▶ _DIRECTION A_: From the mailing list message below, return the passage from "I never got" up to and including "problems <g>).", word for word.

▶ _QUOTED PASSAGE_:
[Date Prev][Date Next] [Chronological] [Thread] [Top]

Re: pam_ldap : adduser and passwd commands



On Fri, 23 Mar 2001, Henri Fallon wrote:

> The problem comes when using the passwd command :
> 
> * If /etc/pam.d/passwd is ( debian 2.2 ):
> | password   sufficient   pam_ldap.so
> | password   required   pam_unix.so nullok obscure min=4 max=8

I never got password changing going correctly (using Debian 2.2, as well). 
Switched to Kerberos for passwords in the end (a whole different set of
problems <g>).

Typically the way LDAP passwords is changed is via a special version of
passwd which does it properly.  There's one in the PADL migration kit I
think.

If you've got a mix of users, a bit of Perl will set you straight - test
whether the user is in LDAP, if they are then run the LDAP password change,
otherwise the local one.

Basically, AFAICT, PAM has problems beyond the dreams of avarice - and the
lack of useful examples for making it work doesn't help.  In the end you
still use a bunch of method-specific tools, and PAM just increases the
frustration factor when something doesn't work.

▶ _DIRECTION B_: Return each line of the records below that contains the word "metal". Case counts.

▶ _LISTED ENTRIES_:
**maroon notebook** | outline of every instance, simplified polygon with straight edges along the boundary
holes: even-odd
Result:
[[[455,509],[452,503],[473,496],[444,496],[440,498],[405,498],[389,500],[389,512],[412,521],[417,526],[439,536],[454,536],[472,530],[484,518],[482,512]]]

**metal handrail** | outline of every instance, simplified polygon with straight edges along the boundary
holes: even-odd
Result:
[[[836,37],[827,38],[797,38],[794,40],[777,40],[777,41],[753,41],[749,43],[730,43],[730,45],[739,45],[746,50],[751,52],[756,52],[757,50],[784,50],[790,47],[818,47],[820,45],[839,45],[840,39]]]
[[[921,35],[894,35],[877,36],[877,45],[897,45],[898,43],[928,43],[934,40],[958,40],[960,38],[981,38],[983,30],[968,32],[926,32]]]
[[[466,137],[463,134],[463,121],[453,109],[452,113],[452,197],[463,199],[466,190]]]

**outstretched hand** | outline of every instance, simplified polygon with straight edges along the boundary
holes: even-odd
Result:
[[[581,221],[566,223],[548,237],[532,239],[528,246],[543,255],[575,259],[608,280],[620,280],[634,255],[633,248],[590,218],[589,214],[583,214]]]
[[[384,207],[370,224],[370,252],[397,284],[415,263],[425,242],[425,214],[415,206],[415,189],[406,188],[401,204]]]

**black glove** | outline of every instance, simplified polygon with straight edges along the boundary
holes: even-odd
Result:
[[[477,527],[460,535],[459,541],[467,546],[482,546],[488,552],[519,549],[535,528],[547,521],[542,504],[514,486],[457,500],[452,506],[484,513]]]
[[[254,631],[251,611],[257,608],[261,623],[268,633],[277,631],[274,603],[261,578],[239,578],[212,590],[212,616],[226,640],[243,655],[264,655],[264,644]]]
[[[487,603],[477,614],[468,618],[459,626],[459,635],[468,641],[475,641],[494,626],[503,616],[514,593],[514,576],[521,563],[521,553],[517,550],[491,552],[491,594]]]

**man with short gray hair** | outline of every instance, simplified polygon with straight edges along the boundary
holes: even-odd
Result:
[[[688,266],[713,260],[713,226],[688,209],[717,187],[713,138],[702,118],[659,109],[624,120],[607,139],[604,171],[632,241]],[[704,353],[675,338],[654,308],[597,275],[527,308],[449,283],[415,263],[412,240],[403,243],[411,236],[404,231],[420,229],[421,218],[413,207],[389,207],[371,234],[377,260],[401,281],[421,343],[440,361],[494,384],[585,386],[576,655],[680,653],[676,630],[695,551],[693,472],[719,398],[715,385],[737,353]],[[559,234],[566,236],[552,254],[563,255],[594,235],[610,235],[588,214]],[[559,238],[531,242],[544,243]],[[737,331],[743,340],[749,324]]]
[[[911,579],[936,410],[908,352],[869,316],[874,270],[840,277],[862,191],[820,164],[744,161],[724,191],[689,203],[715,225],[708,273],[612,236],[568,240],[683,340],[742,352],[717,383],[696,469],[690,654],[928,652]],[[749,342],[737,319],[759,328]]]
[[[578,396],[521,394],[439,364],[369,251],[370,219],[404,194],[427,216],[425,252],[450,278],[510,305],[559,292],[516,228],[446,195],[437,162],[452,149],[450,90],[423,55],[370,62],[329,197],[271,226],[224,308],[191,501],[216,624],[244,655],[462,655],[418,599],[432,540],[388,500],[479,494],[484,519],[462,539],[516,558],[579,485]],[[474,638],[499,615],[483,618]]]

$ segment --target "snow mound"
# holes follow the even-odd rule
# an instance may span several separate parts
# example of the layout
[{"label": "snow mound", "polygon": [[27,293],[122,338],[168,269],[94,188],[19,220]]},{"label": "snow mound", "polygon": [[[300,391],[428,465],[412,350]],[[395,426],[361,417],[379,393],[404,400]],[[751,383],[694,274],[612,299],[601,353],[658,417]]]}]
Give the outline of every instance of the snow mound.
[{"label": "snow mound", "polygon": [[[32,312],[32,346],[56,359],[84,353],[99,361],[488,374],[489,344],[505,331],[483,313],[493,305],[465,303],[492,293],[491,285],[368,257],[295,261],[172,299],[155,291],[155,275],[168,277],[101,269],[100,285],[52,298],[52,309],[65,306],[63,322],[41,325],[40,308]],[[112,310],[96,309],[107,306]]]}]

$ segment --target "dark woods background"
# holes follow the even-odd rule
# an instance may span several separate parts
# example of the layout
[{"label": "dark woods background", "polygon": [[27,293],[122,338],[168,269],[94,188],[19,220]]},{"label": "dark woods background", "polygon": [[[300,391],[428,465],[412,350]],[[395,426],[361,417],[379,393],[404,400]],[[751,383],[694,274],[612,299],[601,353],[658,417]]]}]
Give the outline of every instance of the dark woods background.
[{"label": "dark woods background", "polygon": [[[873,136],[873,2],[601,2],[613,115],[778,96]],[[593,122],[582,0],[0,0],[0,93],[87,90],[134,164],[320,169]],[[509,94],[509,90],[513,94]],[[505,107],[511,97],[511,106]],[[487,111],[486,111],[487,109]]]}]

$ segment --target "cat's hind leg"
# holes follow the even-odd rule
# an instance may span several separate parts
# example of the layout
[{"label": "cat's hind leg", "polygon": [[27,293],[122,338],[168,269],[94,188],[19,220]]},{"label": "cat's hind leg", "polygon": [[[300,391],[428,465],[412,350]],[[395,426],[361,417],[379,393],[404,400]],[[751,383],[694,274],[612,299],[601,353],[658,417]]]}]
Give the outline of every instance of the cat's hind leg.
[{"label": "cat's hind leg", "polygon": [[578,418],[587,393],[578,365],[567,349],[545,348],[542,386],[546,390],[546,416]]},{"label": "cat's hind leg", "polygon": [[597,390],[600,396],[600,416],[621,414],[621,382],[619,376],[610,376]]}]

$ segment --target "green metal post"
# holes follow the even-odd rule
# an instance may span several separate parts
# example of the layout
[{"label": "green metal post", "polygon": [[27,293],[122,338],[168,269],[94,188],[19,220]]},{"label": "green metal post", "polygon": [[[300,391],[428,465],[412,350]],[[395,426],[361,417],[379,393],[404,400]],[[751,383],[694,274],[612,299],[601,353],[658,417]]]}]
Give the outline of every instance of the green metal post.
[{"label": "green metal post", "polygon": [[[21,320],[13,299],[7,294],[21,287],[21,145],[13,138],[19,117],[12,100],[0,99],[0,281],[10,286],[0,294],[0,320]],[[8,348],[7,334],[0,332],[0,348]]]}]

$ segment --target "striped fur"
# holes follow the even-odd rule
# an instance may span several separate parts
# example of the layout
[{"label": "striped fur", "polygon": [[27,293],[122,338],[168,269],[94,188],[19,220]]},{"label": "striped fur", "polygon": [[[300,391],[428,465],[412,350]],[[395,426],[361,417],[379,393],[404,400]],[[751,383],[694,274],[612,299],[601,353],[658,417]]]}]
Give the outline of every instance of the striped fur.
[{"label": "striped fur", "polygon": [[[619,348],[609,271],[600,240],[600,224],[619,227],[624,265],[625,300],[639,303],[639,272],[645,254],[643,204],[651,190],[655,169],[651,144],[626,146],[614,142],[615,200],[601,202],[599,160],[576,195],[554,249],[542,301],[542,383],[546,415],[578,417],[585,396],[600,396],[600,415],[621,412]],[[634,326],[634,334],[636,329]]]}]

▶ _EXPECTED ANSWER A_:
I never got password changing going correctly (using Debian 2.2, as well). 
Switched to Kerberos for passwords in the end (a whole different set of
problems <g>).

▶ _EXPECTED ANSWER B_:
**metal handrail** | outline of every instance, simplified polygon with straight edges along the boundary
$ segment --target "green metal post"
[{"label": "green metal post", "polygon": [[27,293],[122,338],[168,269],[94,188],[19,220]]},{"label": "green metal post", "polygon": [[[300,391],[428,465],[412,350]],[[395,426],[361,417],[379,393],[404,400]],[[751,383],[694,274],[612,299],[601,353],[658,417]]]}]
Give the outline of every instance of the green metal post.
[{"label": "green metal post", "polygon": [[[21,320],[13,299],[7,294],[21,287],[21,145],[13,138],[19,117],[12,100],[0,99],[0,281],[10,286],[0,294],[0,320]],[[8,348],[7,334],[0,332],[0,348]]]}]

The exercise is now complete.